▸ **To do**: Only certain lines below are wanted: those starting at the line containing "the mountain range" and ending at the line containing "the wispy cloud", both included, each retyped exactly.
*** Opening Supplied data ***
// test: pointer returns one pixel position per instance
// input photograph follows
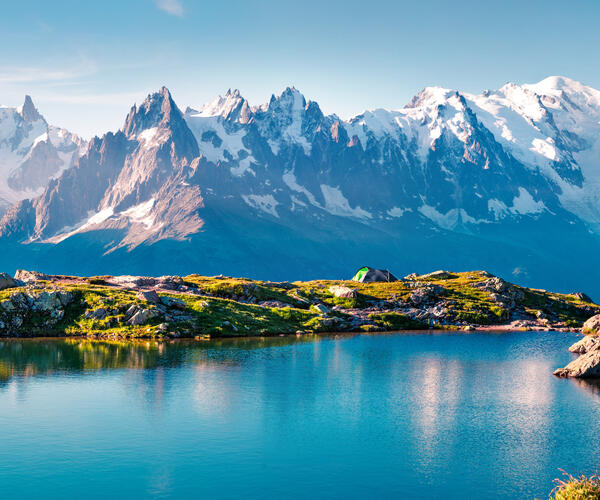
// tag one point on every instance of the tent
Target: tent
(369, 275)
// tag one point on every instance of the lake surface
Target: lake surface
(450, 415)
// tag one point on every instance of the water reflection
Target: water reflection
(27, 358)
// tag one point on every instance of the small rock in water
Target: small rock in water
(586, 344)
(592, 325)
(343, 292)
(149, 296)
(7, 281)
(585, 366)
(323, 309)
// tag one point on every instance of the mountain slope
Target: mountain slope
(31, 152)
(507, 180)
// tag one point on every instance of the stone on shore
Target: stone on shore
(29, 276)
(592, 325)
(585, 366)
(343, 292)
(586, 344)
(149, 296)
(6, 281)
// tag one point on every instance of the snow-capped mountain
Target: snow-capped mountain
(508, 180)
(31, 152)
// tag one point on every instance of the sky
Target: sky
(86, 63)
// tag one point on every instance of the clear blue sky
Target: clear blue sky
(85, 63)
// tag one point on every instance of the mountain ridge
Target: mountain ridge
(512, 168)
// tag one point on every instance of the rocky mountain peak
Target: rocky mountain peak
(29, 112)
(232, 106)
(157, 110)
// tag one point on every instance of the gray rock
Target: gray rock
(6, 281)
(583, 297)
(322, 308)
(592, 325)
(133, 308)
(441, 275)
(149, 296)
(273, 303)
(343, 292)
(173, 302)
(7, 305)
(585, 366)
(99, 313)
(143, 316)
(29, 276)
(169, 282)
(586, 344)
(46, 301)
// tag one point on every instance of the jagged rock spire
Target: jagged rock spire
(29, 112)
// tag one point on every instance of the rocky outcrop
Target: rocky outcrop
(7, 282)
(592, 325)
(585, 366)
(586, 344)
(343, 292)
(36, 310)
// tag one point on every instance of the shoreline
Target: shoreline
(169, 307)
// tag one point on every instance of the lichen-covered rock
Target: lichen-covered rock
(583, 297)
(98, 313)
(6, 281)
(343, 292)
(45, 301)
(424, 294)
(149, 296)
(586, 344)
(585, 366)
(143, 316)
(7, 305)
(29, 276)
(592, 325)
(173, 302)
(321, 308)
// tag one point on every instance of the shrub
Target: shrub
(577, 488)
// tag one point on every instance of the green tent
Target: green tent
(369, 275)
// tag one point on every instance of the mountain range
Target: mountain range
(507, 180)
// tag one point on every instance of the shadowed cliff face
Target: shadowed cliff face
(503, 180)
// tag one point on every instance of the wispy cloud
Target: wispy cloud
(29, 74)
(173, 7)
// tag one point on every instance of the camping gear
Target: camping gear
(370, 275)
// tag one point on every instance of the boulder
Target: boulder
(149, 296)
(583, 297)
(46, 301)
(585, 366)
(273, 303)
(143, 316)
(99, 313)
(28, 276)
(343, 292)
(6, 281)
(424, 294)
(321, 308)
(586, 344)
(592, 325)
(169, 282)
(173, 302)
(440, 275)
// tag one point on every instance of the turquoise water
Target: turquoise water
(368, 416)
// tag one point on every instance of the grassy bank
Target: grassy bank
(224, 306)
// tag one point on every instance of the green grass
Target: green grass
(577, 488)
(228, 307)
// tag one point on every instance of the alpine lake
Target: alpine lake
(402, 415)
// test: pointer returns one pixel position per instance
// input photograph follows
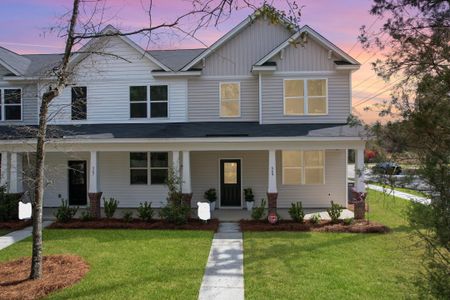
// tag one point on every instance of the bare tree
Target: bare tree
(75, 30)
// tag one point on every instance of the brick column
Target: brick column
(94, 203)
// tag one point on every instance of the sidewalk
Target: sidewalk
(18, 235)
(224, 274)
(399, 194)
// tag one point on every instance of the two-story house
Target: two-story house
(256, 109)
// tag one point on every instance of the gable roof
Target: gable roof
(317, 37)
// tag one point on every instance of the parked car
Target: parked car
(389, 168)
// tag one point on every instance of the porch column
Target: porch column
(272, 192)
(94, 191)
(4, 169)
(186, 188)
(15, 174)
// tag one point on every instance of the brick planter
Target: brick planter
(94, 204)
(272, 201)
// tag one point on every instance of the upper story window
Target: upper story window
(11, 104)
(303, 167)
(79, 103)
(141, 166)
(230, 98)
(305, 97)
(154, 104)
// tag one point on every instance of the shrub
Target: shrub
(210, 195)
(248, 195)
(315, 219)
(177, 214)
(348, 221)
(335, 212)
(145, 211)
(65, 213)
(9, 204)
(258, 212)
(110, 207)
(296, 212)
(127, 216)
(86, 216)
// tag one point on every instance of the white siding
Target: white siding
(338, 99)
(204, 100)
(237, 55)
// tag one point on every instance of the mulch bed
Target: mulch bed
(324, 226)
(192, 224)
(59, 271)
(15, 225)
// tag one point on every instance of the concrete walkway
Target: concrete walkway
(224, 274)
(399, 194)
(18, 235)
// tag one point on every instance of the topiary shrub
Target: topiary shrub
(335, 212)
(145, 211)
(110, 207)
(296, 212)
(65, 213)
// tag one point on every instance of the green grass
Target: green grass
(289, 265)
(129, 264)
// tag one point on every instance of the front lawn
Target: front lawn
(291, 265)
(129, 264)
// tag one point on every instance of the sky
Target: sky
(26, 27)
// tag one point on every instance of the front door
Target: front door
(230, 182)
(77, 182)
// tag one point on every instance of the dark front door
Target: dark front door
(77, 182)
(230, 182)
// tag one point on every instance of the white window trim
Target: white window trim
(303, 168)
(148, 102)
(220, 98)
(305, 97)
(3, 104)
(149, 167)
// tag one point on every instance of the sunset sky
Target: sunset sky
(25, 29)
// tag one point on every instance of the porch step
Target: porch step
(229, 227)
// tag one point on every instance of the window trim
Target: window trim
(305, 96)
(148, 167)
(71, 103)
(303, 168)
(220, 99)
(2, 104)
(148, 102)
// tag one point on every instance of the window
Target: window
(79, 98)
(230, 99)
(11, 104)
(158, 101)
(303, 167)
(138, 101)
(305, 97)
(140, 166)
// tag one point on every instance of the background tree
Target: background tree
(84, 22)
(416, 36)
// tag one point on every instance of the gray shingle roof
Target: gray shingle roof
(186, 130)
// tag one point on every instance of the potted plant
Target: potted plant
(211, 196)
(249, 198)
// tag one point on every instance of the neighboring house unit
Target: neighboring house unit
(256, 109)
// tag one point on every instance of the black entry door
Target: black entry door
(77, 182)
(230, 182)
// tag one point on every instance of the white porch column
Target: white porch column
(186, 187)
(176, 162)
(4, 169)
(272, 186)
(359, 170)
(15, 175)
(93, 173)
*** Closing Supplied data ***
▸ **Exercise output**:
// tag one point on every instance of the mountain range
Target: mountain range
(507, 180)
// tag one point on every instance of the shadowed cliff face
Target: shadowed cliff face
(503, 180)
// tag one point on every instance of the wispy cloud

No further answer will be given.